▶ AIM:
In the speech separation abstract below, what SI-SNRi and SDRi scores did the model reach on the LRS2-2Mix dataset?

▶ READING TEXT:
Unknown Speaker Speech Separation Based on Multiscale Deformable Attention Encoding and Multi-Path Fusion
-
Graphical Abstract
-
Abstract
This study proposed a novel model for unknown speaker speech separation that was designed to operate effectively in complex environments characterized by noise and reverberation. Existing models for unknown speaker separation typically evaluated performance under clean experimental conditions that do not reflect the demands of real-world settings. To enhance the adaptability of the model to the variability and non-stationarity of mixed speech signals encountered in practical applications, we integrated a multi-scale deformable attention mechanism with a Transformer encoder to form the transformer encoder multi-scale deformable attention module. This approach enabled dynamic computation at various positions through the offset layers of the multiscale deformable attention mechanism, thereby expanding the receptive field of the model and allowing it to focus more effectively on crucial temporal points while simultaneously mitigating the adverse impacts of noise and reverberation. Additionally, to improve the acquisition of contextual information, we adopted a multipath fusion strategy that augmented the dual-path module with a Conformer layer, resulting in a three-path module. This design facilitated the extraction of feature information among multiple speakers, thereby enhancing the ability of the model to fuse information from both single and multiple speakers, which is critical for improving speech separation performance. Experimental results demonstrated that the proposed model achieved significant separation efficacy on both the clean and noisy Libri2Mix and Libri3Mix datasets. Notably, on the LRS2-2Mix dataset, the model exhibited improved resilience against noise and reverberation, achieving Scale-Invariant Signal-to-Noise Ratio Improvement (SI-SNRi) and Signal-to-Distortion Ratio Improvement (SDRi) scores of 14.7 dB and 15.1 dB, respectively. Furthermore, the model attained an estimation accuracy of 98.89% across varying speaker counts, thereby displaying an improvement of 0.12%. These findings indicate that the proposed model is well-suited for real-world applications, as it effectively addresses the challenges posed by complex auditory environments.

▶ DATASET EXTRACT:
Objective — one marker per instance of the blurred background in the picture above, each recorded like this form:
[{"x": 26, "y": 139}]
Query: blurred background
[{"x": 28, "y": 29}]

▶ TASK RESPONSE:
14.7 dB SI-SNRi and 15.1 dB SDRi.